- **Texto de la página**:
══════

Ser neurólogo especialista en trastornos cognitivos supone que en mi día a día esté en contacto con problemas de muy distinta índole, que afectan de manera muy diversa a personas a las que atiendo. Por la propia naturaleza de mi labor profesional, me enfrento a diario a la incertidumbre, al impacto que generan estas enfermedades tanto en las personas que las sufren como en su entorno, y a dificultades que van más allá de mis herramientas para intervenir como clínico. Con esto convivo, y entiendo que es la contrapartida a aquellos otros aspectos en los que siento que sí puedo ayudar. Los que hacen que sienta que todo eso tiene sentido, que sirve de algo, y que merece la pena.
Una de las labores fundamentales de los médicos en el proceso asistencial es la educación. Difícilmente vamos a conseguir que se forme una alianza adecuada entre los pacientes y nosotros en el camino diagnóstico y terapéutico, si no hemos sido capaces de entender las preocupaciones de la persona que atendemos, y si no somos capaces de transmitir la información de una forma adecuada para que sea comprendida. De esta forma, no es raro que nos encontremos con ideas parcialmente erróneas, creencias populares o problemas de comprensión derivados de las búsquedas previas en internet o en otras fuentes. Lo que no es tan habitual es que tengamos que llevar la contraria también a otros médicos.

══════

- **Cómo hacerla**: Reproduce sin cambios todo el fragmento del texto sobre la labor del neurólogo que va desde «Una de las labores» hasta «a otros médicos.», ambos incluidos.

- **Material mostrado**:
══════

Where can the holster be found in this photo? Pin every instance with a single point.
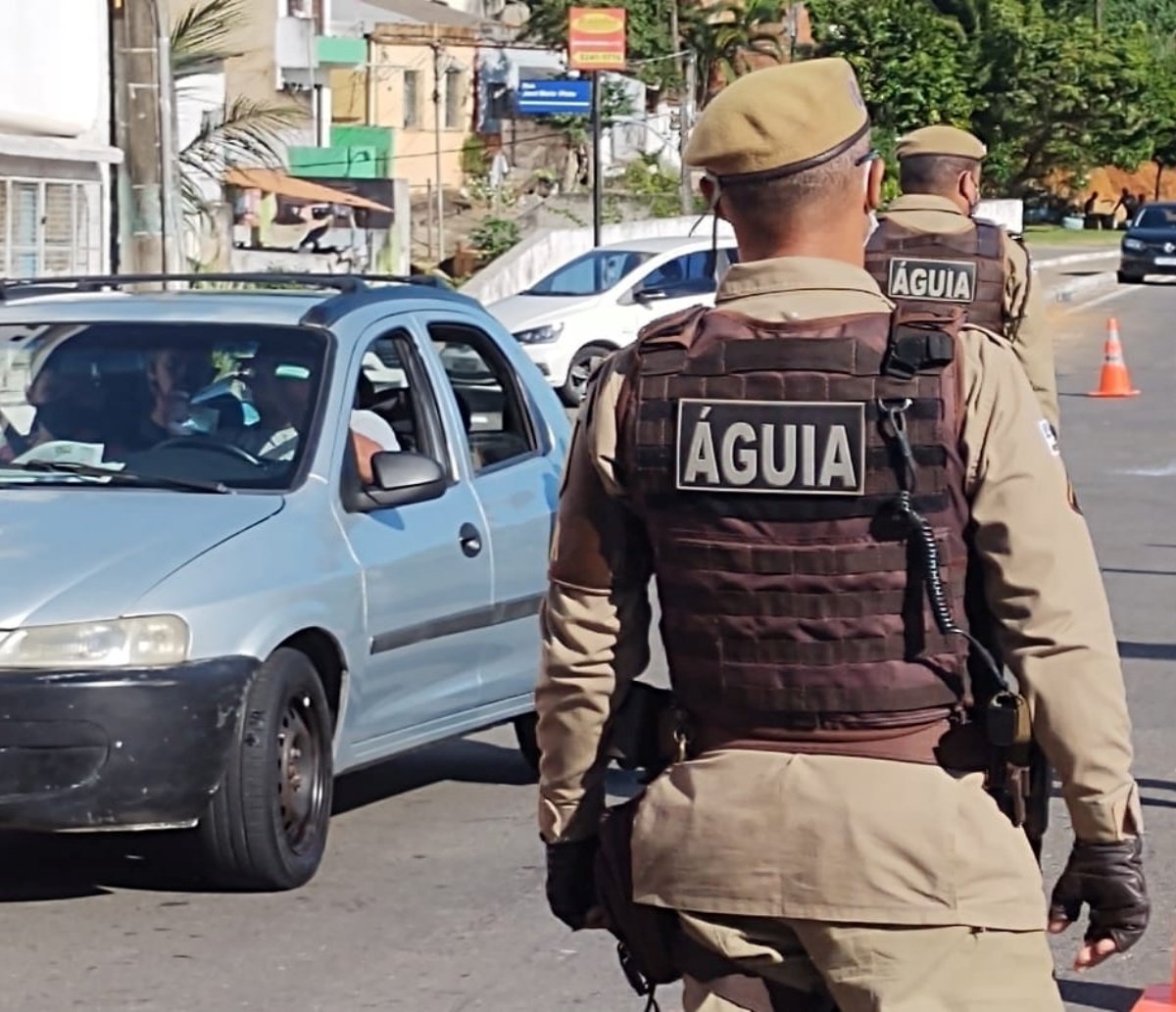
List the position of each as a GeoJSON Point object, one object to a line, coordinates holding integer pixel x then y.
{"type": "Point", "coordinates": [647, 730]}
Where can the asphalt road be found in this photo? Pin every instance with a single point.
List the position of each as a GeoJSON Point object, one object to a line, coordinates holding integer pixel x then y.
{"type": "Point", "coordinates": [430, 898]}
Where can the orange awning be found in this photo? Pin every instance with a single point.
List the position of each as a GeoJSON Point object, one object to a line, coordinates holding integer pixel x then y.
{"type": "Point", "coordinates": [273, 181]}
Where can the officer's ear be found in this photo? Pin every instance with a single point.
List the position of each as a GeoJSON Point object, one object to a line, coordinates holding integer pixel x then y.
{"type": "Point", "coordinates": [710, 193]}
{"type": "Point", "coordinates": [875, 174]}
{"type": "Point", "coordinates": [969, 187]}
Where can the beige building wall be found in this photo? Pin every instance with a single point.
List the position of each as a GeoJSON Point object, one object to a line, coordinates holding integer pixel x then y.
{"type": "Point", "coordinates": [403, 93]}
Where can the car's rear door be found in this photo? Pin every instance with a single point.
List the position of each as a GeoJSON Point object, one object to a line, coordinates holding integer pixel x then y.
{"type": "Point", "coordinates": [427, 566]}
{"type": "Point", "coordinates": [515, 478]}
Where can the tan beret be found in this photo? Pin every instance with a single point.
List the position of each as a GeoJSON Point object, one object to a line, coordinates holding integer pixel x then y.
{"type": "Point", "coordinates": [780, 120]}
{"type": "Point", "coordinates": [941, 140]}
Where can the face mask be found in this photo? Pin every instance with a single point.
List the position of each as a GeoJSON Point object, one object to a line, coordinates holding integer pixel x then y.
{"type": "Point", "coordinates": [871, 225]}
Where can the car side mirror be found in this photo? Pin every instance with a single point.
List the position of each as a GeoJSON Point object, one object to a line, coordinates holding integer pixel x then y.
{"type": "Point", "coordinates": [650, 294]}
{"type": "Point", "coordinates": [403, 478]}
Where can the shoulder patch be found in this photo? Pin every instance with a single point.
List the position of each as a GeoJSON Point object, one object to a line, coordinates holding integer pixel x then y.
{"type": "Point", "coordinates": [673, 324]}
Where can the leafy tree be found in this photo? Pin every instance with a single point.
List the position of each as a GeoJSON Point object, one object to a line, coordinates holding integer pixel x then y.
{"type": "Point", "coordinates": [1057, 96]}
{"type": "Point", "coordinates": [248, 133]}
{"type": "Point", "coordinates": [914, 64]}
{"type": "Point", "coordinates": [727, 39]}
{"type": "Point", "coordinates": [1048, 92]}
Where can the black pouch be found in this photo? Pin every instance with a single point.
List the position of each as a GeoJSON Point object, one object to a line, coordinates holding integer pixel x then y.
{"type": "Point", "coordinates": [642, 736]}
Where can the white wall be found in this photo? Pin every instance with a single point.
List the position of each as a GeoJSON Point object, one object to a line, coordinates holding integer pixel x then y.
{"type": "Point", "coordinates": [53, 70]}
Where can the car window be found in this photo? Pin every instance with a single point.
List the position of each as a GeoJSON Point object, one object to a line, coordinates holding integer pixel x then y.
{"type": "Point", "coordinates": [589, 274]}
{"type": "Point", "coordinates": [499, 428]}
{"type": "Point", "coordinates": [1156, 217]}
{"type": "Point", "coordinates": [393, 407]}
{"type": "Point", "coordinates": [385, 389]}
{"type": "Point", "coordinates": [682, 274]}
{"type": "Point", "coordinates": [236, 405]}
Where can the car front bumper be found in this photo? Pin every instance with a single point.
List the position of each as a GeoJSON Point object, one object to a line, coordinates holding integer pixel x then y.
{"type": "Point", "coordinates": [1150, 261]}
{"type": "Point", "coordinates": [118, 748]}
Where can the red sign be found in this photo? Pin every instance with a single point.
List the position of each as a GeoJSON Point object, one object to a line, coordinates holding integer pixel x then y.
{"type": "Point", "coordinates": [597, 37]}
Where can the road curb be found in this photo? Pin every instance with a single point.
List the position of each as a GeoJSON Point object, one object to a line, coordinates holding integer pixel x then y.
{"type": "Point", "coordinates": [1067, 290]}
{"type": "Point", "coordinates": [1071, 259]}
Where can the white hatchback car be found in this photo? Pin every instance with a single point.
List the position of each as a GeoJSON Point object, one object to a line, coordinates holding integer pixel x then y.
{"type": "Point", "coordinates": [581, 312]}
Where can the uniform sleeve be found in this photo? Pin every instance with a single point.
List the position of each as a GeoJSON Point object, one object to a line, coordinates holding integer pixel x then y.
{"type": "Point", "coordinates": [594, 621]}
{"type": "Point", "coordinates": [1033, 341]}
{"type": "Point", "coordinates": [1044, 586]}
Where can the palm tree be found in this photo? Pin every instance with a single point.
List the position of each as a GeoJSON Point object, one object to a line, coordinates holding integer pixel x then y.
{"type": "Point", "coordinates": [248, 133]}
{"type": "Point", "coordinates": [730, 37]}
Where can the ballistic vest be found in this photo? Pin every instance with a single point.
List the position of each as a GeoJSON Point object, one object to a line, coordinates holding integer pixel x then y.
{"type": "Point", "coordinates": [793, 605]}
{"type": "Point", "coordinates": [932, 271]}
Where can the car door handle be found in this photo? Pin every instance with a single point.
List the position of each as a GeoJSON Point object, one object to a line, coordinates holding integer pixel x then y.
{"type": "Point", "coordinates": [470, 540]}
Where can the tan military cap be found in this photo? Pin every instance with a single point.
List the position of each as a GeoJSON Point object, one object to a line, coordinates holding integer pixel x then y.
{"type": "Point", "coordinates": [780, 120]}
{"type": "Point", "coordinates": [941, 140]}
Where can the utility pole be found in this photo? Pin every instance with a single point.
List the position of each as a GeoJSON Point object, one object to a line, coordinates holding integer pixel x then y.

══════

- **Respuesta escrita**:
Una de las labores fundamentales de los médicos en el proceso asistencial es la educación. Difícilmente vamos a conseguir que se forme una alianza adecuada entre los pacientes y nosotros en el camino diagnóstico y terapéutico, si no hemos sido capaces de entender las preocupaciones de la persona que atendemos, y si no somos capaces de transmitir la información de una forma adecuada para que sea comprendida. De esta forma, no es raro que nos encontremos con ideas parcialmente erróneas, creencias populares o problemas de comprensión derivados de las búsquedas previas en internet o en otras fuentes. Lo que no es tan habitual es que tengamos que llevar la contraria también a otros médicos.